Rewrite the data starting at the line that contains "Q: For each instance of the flat" and ending at the last line of the data, replacing "foreground" with "lower" and leaving everything else unchanged.

**GIVEN RECORDS:**

:::::

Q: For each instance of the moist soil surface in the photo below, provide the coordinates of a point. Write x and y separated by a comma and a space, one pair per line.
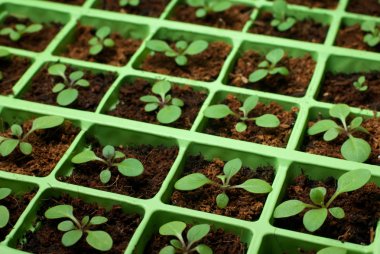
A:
131, 107
295, 84
205, 66
47, 238
30, 41
48, 148
152, 8
234, 18
303, 30
117, 55
243, 205
362, 209
40, 89
277, 137
157, 162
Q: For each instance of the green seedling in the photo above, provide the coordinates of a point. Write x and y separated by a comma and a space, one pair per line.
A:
231, 168
101, 40
353, 149
19, 139
317, 212
221, 111
67, 91
75, 229
269, 66
179, 245
169, 108
206, 7
19, 30
181, 51
128, 167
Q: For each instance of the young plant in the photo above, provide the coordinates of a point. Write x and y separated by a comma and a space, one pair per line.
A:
353, 149
230, 169
127, 167
20, 139
101, 40
269, 66
180, 245
181, 51
67, 92
317, 212
74, 229
169, 108
221, 111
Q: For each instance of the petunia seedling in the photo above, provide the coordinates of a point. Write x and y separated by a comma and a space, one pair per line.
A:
101, 40
317, 212
181, 50
67, 89
111, 158
221, 111
169, 109
269, 66
75, 229
353, 149
20, 139
230, 169
180, 245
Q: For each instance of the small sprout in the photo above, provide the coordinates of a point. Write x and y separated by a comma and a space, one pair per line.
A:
101, 40
67, 93
74, 229
8, 145
268, 66
181, 51
353, 149
230, 169
221, 111
169, 108
127, 167
179, 245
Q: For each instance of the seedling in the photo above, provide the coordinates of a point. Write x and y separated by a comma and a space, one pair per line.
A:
317, 212
74, 229
353, 149
230, 169
169, 108
67, 92
206, 7
269, 66
181, 51
221, 111
19, 139
179, 245
101, 40
280, 18
127, 167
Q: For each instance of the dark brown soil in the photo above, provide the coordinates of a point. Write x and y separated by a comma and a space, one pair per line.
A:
157, 162
48, 148
234, 18
152, 8
35, 41
303, 30
243, 205
205, 66
277, 137
40, 89
47, 238
12, 69
131, 107
362, 208
339, 88
117, 55
295, 84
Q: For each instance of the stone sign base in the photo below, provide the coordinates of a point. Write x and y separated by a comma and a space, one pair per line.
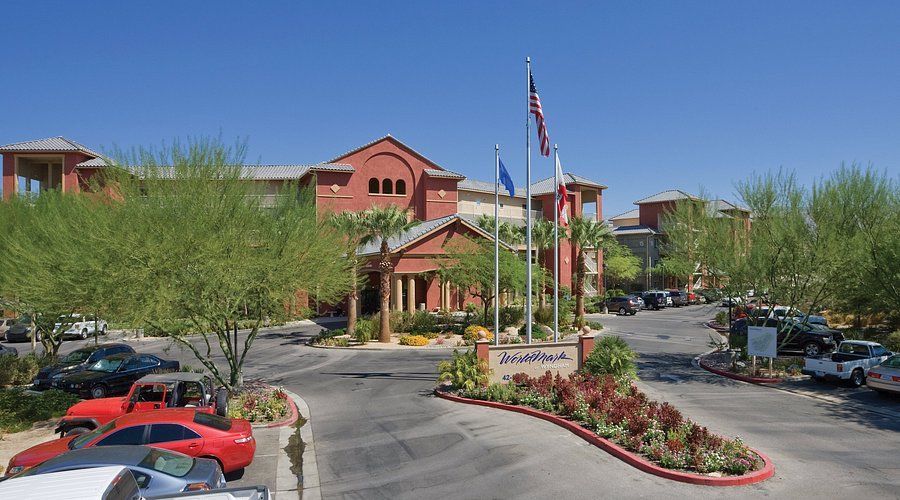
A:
534, 359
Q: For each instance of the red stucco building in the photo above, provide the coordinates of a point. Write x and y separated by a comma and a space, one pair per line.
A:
383, 172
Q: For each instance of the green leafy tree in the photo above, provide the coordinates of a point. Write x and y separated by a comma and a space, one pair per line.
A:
351, 226
586, 234
195, 240
382, 224
470, 266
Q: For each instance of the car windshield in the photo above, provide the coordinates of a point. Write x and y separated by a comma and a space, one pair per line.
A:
77, 356
106, 365
167, 462
892, 362
87, 437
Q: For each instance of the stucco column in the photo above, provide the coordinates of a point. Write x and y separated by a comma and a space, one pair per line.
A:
398, 293
411, 293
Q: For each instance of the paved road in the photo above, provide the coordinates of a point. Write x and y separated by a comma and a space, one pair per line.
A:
380, 434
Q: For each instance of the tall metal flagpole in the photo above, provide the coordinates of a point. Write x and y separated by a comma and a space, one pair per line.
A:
497, 244
555, 243
528, 198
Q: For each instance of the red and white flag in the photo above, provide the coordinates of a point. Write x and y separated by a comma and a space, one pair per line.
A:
561, 195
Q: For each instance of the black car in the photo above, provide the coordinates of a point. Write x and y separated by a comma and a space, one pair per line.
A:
623, 305
794, 336
21, 330
655, 300
112, 375
678, 298
76, 361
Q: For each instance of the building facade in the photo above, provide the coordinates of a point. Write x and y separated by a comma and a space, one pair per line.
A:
383, 172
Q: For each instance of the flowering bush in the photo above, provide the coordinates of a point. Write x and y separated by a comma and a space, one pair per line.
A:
472, 331
616, 410
414, 340
259, 403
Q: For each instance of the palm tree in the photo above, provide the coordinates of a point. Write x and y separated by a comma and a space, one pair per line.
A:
586, 233
381, 224
352, 226
542, 239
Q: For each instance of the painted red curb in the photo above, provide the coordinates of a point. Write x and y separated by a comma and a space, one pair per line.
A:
737, 376
626, 456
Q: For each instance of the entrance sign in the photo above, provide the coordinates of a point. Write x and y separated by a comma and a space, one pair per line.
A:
534, 360
762, 341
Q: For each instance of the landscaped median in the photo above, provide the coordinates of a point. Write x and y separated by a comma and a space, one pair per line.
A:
610, 412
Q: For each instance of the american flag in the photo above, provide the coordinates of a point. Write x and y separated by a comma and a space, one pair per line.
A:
534, 105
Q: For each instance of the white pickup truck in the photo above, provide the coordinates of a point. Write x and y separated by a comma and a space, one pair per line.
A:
851, 361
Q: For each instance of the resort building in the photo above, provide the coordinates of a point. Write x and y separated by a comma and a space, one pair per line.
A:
383, 172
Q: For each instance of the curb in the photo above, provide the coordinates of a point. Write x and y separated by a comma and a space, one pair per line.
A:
626, 456
735, 376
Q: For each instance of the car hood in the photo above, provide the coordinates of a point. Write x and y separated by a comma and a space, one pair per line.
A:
41, 452
97, 407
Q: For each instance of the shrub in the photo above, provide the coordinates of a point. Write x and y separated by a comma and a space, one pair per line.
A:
464, 371
471, 334
19, 410
612, 356
413, 340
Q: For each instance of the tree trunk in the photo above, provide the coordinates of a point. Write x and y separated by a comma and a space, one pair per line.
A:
386, 270
579, 285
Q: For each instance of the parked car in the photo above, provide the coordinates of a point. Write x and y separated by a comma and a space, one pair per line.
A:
76, 361
185, 430
623, 305
101, 483
80, 326
793, 336
112, 375
885, 378
150, 392
679, 298
639, 299
850, 362
157, 471
6, 324
21, 330
655, 300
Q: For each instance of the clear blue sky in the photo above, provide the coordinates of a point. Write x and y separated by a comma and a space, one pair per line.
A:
641, 96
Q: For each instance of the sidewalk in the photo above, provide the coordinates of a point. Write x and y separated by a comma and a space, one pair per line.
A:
285, 459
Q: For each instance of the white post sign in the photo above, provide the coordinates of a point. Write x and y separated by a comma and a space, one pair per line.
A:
762, 341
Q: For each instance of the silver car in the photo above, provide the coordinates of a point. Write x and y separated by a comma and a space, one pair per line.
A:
158, 472
885, 377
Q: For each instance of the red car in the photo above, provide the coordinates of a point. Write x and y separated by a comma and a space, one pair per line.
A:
195, 433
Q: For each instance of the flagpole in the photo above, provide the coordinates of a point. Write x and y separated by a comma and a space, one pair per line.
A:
528, 199
555, 243
497, 244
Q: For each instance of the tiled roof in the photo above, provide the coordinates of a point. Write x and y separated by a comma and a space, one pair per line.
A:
668, 195
48, 145
418, 231
627, 230
486, 187
548, 185
631, 214
443, 174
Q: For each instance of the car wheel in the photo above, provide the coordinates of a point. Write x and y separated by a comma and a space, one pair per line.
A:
811, 349
98, 391
74, 431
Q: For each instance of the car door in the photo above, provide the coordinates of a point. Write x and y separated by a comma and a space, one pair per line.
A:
133, 435
175, 437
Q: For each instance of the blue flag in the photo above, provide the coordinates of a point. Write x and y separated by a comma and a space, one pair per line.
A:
506, 180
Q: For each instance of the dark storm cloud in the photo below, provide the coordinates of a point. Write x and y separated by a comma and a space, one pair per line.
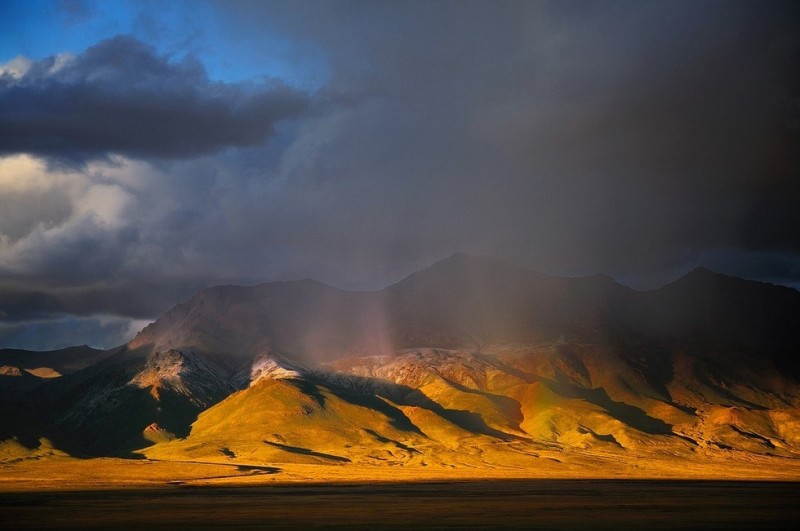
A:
574, 136
121, 97
639, 139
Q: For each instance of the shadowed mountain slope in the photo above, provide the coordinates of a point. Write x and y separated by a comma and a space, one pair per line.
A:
471, 362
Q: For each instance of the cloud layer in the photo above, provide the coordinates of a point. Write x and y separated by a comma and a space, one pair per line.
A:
639, 139
121, 97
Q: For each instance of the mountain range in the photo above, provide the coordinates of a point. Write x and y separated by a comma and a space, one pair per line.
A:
473, 362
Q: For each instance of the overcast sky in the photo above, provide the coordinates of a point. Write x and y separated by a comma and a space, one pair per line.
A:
150, 149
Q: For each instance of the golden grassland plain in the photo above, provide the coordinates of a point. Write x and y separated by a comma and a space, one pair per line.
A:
66, 473
108, 493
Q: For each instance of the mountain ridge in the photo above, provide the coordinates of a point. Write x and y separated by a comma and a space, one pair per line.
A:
470, 362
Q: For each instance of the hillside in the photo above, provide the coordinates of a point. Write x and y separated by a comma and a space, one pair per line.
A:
472, 362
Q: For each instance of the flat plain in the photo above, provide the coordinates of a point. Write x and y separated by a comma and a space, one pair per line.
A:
543, 503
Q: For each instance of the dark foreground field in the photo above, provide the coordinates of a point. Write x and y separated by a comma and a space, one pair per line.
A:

:::::

**RESULT:**
Q: For each instance of the flat plain in the photo above, provide the coordinates of a point. Write x and y separated by a comma and a space, one pair per line.
A:
543, 503
Q: For each instance of the dark lower field in the photo above, provide the coordinates of a point. Write x and y separated by a comma and a space, one pair per line.
A:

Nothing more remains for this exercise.